• CONSEGNA
In base al testo sulle trivelle, spiega perché Di Giovanna giudica che il nuovo sito del MISE "non serve quasi a niente". Rispondi con una o due frasi.

• TESTO FORNITO
******************************

L’accesso alle informazioni, la possibilità di conoscere le attività della pubblica amministrazione sono previsti per legge. Anche per quanto riguarda le trivelle.

Potremmo dire soprattutto per le trivelle, un tema su cui spesso ci si schiera, pro o contro, senza essere adeguatamente informati.

Non è il caso di Mario Di Giovanna, del Comitato No Triv ‘Stoppa la Piattaforma‘, che conduce da anni una battaglia contro le trivelle sulla base di informazioni precise.

Informazioni reperite sul sito del Ministero dello Sviluppo Economico (MISE), nella sezione DGS-UNMIG, vale a dire Direzione Generale Sicurezza, Ufficio Nazionale Minerario per gli Idrocarburi e le Georisorse.

Come Di Giovanna afferma in una recente intervista, i dati sono stati sempre presenti sul sito, anche se trovarli non era facile per chi non fosse adeguatamente attrezzato.

Da circa due mesi, però, le informazioni sul sito del Ministero non ci sono più. Resta solo la possibilità di consultare il Bollettino Ufficiale Idrocarburi e Georisore (BUIG), ma si tratta di migliaia di pagine.

E comunque resta l’interrogativo sul perchè di questo oscuramento, giustificato inizialmente con problemi di sicurezza informatica ma che minaccia di divenire ‘definitivo’.

Il sito del MISE, come osserva Di Giovanna sul suo profilo facebook, è stato adesso rinnovato, ma nell’attuale versione “oltre a mancare la ricerca per istanze di permessi di coltivazione e ricerca, mancano pure:
1. le schede per istanza ai titoli minerari con la sintesi dei provvedimenti autorizzativi, i riferimenti alle buig, i pozzi collegati, la cartografia etc;
2. i dati di produzione dei pozzi e delle concessioni e delle piattaforme;
3. la possibilità di ricercare per zone di mare;
4. i massimari del cirm
5. i riassunti per società (status economico, concessioni e istanze, etc)
6. le royalty versate per ogni concessione e le produzioni per concessione/piattaforma/pozzo
7. i risultati e i componenti della commissione TESEO del MISE sugli airgun”.

I problemi di trasparenza non sarebbero quindi stati risolti, ma aggravati.

“Praticamente il nuovo sito oggi non serve quasi a niente” conclude Di Giovanna, non ci mette nelle condizioni di difenderci. Non sappiamo più cosa accade nè abbiamo notizie delle scadenze entro cui agire legalmente.

Il 5Stelle hanno, proprio in queste ultime ore, fatto marcia indietro sui permessi di prospezione e ricerca di idrocarburi dichiarando che li bloccheranno per tre anni con un emendamento al decreto Semplificazioni. Sarebbero bloccate anche le richieste ancora pendenti

Con queste dichiarazioni, che hanno ridato speranza ai No Triv, il M5S ha cercato di ricucire lo strappo con gli ambientalisti delusi dal ‘governo del cambiamento’ e pronti a tornare sulle barricate, come dimostra la manifestazione organizzata a Licata per sabato prossimo, 12 gennaio.

******************************

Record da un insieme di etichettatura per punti
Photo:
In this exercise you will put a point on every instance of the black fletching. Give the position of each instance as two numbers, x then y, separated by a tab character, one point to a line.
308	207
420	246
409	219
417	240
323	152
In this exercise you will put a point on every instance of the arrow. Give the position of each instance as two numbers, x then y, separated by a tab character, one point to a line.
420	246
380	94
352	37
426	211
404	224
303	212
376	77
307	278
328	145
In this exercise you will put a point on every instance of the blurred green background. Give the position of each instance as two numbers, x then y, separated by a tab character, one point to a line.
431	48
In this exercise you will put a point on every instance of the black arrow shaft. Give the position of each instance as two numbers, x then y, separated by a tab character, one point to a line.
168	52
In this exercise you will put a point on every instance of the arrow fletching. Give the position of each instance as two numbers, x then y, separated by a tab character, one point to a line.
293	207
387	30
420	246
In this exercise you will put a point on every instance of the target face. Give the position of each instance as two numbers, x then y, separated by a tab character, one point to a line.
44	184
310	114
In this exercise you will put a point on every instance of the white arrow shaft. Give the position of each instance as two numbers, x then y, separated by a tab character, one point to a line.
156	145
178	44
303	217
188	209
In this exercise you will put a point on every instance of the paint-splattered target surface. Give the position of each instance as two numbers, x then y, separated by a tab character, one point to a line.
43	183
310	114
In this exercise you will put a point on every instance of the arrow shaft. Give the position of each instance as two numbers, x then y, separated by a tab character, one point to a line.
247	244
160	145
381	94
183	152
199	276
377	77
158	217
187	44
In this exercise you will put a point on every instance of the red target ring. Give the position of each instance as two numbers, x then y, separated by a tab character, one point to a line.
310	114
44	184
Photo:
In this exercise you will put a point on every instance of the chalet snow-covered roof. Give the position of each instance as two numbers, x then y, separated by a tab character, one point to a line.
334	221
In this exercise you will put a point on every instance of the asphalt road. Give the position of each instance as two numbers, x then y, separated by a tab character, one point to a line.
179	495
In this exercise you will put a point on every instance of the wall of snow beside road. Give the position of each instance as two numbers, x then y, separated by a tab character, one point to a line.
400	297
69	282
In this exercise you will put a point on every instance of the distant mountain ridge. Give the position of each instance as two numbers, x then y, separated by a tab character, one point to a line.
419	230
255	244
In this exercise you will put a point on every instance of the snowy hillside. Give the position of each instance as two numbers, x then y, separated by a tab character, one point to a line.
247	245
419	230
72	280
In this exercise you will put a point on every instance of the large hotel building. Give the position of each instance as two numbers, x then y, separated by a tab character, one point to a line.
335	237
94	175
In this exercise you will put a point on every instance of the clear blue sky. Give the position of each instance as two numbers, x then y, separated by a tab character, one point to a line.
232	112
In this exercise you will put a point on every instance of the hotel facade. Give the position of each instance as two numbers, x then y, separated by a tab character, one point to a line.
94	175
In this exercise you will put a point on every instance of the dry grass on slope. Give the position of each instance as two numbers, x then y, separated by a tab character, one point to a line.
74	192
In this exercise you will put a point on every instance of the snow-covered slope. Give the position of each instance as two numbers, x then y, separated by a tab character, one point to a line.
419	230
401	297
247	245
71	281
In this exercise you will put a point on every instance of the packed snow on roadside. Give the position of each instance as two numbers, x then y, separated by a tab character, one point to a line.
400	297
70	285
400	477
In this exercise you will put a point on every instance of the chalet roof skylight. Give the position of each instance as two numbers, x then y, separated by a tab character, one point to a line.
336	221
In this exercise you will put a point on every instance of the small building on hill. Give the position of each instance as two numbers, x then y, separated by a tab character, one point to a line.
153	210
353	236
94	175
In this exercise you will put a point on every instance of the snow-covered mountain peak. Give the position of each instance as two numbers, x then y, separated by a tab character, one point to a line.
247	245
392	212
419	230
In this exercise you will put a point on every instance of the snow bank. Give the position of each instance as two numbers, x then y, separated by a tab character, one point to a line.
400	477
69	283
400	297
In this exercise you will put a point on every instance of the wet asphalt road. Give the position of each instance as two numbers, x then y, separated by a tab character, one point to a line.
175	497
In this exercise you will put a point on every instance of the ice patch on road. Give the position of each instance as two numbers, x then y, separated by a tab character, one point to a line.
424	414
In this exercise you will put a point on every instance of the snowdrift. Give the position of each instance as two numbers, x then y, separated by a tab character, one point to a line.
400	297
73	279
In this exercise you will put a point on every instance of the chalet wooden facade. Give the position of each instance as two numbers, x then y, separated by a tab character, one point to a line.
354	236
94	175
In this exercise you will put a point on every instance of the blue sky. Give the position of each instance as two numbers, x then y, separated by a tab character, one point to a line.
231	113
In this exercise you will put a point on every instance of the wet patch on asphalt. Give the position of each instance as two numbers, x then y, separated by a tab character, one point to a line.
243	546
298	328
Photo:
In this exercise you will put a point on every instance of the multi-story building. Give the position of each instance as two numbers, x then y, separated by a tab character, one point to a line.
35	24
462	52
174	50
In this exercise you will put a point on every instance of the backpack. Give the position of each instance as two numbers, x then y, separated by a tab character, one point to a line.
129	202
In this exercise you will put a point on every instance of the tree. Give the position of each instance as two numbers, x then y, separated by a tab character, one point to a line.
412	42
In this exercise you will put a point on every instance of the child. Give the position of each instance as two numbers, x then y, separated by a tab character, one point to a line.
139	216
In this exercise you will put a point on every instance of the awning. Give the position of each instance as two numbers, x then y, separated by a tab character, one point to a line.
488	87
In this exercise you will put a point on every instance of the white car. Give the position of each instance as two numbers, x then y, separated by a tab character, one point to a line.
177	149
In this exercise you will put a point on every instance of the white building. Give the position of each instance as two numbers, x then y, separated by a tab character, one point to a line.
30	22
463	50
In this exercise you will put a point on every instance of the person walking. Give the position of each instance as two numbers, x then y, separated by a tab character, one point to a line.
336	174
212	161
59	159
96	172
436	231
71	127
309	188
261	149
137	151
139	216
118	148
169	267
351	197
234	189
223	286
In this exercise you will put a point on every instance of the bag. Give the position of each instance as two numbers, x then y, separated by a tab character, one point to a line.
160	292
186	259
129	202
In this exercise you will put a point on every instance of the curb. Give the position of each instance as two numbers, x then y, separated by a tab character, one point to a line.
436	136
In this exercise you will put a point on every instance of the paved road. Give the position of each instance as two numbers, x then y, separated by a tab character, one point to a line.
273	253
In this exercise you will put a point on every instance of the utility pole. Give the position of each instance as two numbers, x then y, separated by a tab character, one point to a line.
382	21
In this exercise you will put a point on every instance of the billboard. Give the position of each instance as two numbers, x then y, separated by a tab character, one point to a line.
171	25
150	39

******************************

• RISPOSTA
Secondo Di Giovanna, il nuovo sito non mette chi si oppone alle trivelle nelle condizioni di difendersi. Non si sa più che cosa accade e mancano le notizie sulle scadenze entro cui agire legalmente.